[Point annotations for photos]
..............................

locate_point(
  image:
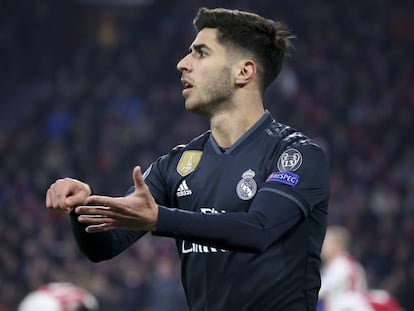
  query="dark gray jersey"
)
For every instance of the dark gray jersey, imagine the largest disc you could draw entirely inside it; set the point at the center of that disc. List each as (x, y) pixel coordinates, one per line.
(232, 258)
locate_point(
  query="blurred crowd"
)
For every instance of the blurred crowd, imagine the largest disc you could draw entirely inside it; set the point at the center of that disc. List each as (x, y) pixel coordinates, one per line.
(89, 91)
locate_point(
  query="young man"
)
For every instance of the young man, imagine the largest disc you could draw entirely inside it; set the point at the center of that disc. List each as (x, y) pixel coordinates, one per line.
(344, 282)
(246, 201)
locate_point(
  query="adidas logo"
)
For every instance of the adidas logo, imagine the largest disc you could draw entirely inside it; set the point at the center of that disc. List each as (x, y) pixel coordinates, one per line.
(183, 189)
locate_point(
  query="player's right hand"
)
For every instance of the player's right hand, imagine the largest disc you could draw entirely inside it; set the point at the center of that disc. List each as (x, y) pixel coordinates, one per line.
(67, 193)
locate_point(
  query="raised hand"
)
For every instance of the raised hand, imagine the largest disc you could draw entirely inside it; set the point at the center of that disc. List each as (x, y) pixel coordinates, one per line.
(67, 193)
(137, 211)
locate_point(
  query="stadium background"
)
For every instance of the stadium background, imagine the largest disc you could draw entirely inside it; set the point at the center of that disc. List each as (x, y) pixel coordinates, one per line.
(89, 89)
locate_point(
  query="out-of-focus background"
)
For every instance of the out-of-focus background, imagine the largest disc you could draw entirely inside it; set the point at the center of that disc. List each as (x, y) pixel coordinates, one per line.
(88, 89)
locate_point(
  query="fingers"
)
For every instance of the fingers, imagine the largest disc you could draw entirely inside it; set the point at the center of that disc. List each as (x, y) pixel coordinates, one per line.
(101, 200)
(138, 178)
(56, 196)
(66, 193)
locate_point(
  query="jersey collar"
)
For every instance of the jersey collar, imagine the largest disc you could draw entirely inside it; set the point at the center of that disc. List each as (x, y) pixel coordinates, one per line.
(263, 122)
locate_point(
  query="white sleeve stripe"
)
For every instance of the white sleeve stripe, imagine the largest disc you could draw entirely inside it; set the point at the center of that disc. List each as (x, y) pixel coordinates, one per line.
(288, 196)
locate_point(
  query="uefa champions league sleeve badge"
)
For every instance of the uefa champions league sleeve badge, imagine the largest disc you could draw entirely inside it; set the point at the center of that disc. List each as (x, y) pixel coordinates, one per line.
(290, 160)
(246, 188)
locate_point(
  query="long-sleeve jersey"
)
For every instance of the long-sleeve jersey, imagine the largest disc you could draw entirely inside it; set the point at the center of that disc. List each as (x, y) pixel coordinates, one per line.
(248, 221)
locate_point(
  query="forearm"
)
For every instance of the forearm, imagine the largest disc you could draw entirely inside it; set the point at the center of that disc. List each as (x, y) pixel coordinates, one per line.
(102, 245)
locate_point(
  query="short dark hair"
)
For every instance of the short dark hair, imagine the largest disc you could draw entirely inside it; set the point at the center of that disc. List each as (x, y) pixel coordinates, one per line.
(268, 41)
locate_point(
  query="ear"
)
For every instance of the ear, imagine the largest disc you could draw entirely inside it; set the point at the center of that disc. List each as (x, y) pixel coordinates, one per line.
(245, 72)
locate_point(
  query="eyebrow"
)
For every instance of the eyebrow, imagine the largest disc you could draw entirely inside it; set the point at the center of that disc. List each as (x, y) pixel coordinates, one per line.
(198, 47)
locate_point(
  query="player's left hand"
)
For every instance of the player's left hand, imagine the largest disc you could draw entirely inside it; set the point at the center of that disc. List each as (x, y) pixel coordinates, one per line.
(137, 211)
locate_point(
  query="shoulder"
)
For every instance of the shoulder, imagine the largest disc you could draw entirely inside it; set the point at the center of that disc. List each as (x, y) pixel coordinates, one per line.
(197, 143)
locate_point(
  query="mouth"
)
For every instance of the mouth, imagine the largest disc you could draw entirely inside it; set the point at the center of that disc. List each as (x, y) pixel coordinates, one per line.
(187, 86)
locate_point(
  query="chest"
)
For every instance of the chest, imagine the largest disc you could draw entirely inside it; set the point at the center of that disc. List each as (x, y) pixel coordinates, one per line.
(222, 183)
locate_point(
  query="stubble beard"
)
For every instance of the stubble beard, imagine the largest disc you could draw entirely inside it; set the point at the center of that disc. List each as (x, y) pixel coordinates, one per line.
(216, 96)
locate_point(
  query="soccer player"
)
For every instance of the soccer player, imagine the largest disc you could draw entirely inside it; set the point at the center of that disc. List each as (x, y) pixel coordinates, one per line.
(344, 282)
(59, 297)
(246, 201)
(341, 272)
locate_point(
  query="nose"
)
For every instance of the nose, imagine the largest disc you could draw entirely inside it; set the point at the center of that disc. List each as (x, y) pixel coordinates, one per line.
(183, 64)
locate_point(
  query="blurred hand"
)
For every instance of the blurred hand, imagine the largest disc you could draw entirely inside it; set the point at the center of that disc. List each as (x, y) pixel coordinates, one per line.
(67, 193)
(137, 211)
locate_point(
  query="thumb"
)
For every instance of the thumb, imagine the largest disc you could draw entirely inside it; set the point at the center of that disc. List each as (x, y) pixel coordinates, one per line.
(137, 177)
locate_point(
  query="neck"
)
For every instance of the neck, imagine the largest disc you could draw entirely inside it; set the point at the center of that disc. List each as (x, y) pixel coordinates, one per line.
(229, 125)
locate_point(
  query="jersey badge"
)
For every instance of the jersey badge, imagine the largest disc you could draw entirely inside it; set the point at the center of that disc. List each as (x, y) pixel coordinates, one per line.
(290, 160)
(287, 178)
(188, 162)
(246, 188)
(183, 189)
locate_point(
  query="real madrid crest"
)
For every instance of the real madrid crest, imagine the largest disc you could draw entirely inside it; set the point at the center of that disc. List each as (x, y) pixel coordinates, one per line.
(246, 188)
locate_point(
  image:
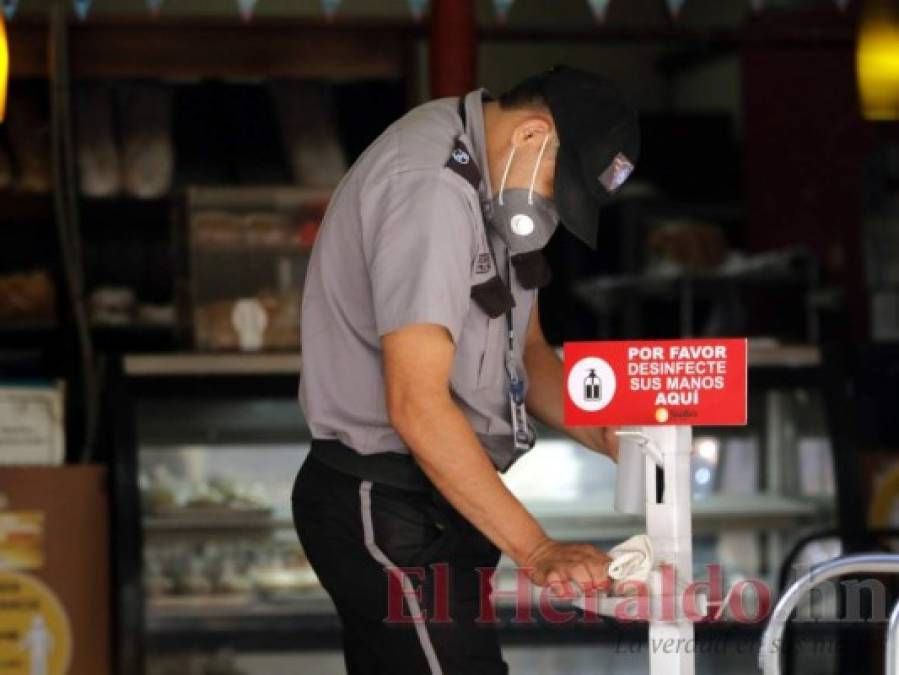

..............................

_Description of the task_.
Show each line from the rows above that contains the word "hair".

_Written answer_.
  query="short dark hair"
For every instance of the short dark hair, imagine the largest disc you could draw entirely inside it; set the point at the center of that disc. List each as (x, y) pixel coordinates, one per line.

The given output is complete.